Directions for this task: Output the stretch of the material from the line containing "of the white" through the end of the material, both ends included, copied word for word.

[Records from a point labeling set]
— START —
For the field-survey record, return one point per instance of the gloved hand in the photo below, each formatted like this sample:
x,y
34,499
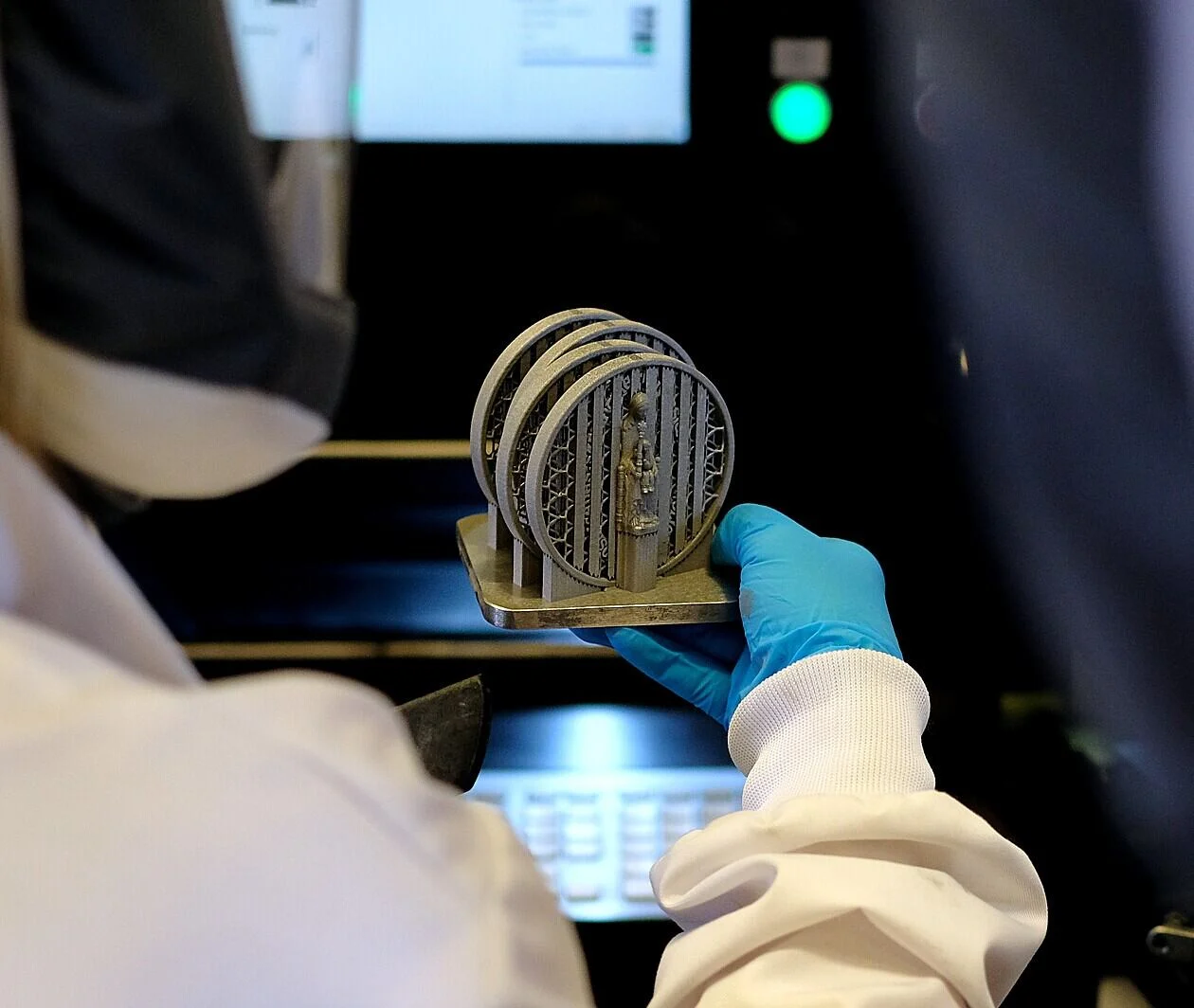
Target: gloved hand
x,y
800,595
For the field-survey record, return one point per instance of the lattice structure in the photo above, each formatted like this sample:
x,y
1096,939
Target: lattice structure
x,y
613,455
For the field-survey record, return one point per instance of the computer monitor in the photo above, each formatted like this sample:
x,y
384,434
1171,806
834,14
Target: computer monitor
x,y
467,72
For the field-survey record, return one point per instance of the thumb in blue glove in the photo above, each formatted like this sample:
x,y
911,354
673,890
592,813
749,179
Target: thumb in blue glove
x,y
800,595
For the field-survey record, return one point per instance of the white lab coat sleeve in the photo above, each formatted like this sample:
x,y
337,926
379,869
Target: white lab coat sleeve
— END —
Output of the exercise:
For the field-survey record, return one point per instance of the white lab coat sleeve in the photo above, each formatted like this sample:
x,y
337,926
379,869
Target: white lab coat sleeve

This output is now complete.